Document extract
The first and most inspired decision Otis makes is also the most obvious: they set the play where it belongs. Performed in the back patio of Salt Lake City’s Picnic Cafe, the production is site-specific in the most literal sense. Baker’s script takes place behind a Vermont coffee shop, and here we actually are, behind a coffee shop. A real picnic table, a real recycling bin, a tree standing just so behind the bench as if it had been planted for the occasion. And because we are genuinely outside, the world keeps interrupting: a dog barks somewhere nearby, a car passes, someone’s lawn mower drones in the distance. Far from being distractions, these intrusions are gifts. They make the play feel less like a theater and more like life accidentally observed.
The story Baker gives us is deceptively slight. Two thirtysomething men, Jasper, a would-be novelist simmering with quiet rage, and KJ, a college dropout and amateur philosopher, spend their days occupying this back patio, talking about music, poetry, and the wreckage of their lives. When Evan, a seventeen-year-old barista, stumbles into their orbit, the men take it upon themselves to teach him everything they know. What follows is funny, melancholy, and quietly devastating.

Given data
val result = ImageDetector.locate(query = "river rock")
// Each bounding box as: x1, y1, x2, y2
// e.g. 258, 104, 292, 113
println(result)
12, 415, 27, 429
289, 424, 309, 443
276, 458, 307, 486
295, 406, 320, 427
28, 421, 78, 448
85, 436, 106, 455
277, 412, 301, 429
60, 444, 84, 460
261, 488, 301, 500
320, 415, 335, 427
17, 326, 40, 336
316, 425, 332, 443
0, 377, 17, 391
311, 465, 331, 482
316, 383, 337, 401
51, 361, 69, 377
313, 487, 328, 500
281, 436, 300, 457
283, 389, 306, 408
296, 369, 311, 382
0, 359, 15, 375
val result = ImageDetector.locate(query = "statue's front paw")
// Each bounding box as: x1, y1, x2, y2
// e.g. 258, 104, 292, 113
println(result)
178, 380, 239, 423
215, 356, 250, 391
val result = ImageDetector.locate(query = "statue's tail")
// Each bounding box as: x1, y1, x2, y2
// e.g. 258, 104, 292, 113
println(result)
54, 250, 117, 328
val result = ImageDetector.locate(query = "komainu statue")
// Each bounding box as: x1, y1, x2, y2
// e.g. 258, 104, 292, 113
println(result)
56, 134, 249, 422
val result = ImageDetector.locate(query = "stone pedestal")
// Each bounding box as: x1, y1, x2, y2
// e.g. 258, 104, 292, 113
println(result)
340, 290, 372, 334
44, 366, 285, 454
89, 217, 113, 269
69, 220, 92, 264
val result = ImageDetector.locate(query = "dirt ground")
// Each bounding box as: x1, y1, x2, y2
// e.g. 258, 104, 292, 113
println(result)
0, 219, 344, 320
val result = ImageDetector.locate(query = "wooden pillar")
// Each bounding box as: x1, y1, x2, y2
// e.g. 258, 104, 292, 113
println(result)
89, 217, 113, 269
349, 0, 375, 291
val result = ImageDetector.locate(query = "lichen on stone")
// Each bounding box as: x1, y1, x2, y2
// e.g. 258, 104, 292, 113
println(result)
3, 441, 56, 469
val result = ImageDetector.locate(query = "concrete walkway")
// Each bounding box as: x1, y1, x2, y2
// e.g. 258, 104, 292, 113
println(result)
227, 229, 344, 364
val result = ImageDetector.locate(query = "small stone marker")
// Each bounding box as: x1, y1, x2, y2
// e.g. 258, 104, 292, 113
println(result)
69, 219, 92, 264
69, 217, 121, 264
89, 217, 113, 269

Short task 1
Transcribe the theater review word for word from "The first and" to "life accidentally observed.".
Short task 2
According to the theater review, where is the production performed?
Short task 3
Carry the theater review forward, starting right after its final sentence.

Task output 1
The first and most inspired decision Otis makes is also the most obvious: they set the play where it belongs. Performed in the back patio of Salt Lake City’s Picnic Cafe, the production is site-specific in the most literal sense. Baker’s script takes place behind a Vermont coffee shop, and here we actually are, behind a coffee shop. A real picnic table, a real recycling bin, a tree standing just so behind the bench as if it had been planted for the occasion. And because we are genuinely outside, the world keeps interrupting: a dog barks somewhere nearby, a car passes, someone’s lawn mower drones in the distance. Far from being distractions, these intrusions are gifts. They make the play feel less like a theater and more like life accidentally observed.

Task output 2
In the back patio of Salt Lake City's Picnic Cafe.

Task output 3
Baker draws us in immediately. Within minutes of the opening scene, Jasper is dissecting his recent breakup with a woman named Andrea. She was crazy, he says, she played games, and the audience is already leaning in, hungry for more. This is Baker’s gift: she drops us into the middle of an ongoing life rather than setting things up politely. We piece together who these people are the way we piece together who strangers are, through fragments and asides and the things left unsaid.
The play’s humor is dry, physical, and genuinely surprising. In one early scene, KJ attempts to sneeze by staring directly into the sun while Jasper ignores him completely, and the audience is already laughing. Yoga poses punctuate the action. And then there is the moment when KJ concocts a mysterious mushroom tea from salvaged teabags and casually offers it to the unsuspecting Evan, who drinks it without question. The laughter this draws is immediate, and then slightly uncomfortable, because there is something quietly horrifying about watching a seventeen-year-old drink whatever a thirty-year-old stranger hands him without a second thought. Baker knows exactly what she is doing with that discomfort.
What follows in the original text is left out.